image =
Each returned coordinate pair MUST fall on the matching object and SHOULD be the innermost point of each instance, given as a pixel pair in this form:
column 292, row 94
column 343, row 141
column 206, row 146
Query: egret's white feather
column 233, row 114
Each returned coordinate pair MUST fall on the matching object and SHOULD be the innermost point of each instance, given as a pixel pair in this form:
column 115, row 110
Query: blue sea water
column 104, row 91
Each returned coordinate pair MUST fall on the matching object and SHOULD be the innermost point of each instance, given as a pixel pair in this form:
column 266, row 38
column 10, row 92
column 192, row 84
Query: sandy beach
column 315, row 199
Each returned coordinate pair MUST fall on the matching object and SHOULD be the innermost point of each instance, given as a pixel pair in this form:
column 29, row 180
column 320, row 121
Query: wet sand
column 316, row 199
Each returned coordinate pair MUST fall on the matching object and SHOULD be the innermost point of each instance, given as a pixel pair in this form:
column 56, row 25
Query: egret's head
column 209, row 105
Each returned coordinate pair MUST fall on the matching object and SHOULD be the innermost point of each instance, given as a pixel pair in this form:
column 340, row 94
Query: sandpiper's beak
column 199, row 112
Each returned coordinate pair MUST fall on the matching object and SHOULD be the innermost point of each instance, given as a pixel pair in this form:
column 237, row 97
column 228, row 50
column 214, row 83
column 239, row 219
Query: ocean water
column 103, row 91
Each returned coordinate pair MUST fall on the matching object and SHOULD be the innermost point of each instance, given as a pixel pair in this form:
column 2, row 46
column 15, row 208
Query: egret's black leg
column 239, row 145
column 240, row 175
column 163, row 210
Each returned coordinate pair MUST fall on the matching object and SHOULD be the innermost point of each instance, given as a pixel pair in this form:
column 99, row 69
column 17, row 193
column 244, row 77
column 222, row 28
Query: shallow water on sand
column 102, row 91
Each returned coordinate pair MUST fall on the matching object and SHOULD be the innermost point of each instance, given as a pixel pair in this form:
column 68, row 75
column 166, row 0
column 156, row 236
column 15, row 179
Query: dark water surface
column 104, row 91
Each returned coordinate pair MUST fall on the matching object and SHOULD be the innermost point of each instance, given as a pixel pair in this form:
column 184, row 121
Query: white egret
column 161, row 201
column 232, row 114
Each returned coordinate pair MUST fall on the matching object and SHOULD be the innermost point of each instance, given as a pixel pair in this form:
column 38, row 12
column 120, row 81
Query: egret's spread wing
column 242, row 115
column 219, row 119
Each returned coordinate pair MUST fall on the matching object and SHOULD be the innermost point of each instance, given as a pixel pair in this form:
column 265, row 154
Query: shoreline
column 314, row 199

┄┄┄┄┄┄

Quote the records above from their first line through the line containing "column 228, row 50", both ends included.

image =
Each returned coordinate pair MUST fall on the matching object and SHOULD be the innermost point of each instance, given as a pixel pair in this form:
column 292, row 94
column 343, row 141
column 206, row 146
Query: egret's white feather
column 233, row 114
Each returned coordinate pair MUST fall on the matching object and SHOULD be the innermost point of each instance, given as a pixel pair in this form:
column 115, row 110
Query: blue sea water
column 104, row 91
Each returned coordinate pair MUST fall on the matching object and SHOULD be the innermost point of each instance, given as a pixel pair in this form:
column 266, row 38
column 10, row 92
column 192, row 84
Query: sandy beach
column 315, row 199
Each returned coordinate pair MUST fall on the matching object and SHOULD be the innermost point of each instance, given as a pixel pair in this form:
column 29, row 180
column 320, row 121
Query: wet sand
column 316, row 199
Each returned coordinate pair MUST fall on the matching object and SHOULD be the innermost point of each instance, given as a pixel pair in this form:
column 56, row 25
Query: egret's head
column 209, row 105
Each returned coordinate pair MUST fall on the matching object and SHOULD be the innermost point of each instance, given as a pixel pair in this form:
column 340, row 94
Query: sandpiper's beak
column 199, row 112
Each returned coordinate pair MUST fall on the matching object and SHOULD be the innermost point of each instance, given as a pixel pair in this form:
column 237, row 97
column 228, row 50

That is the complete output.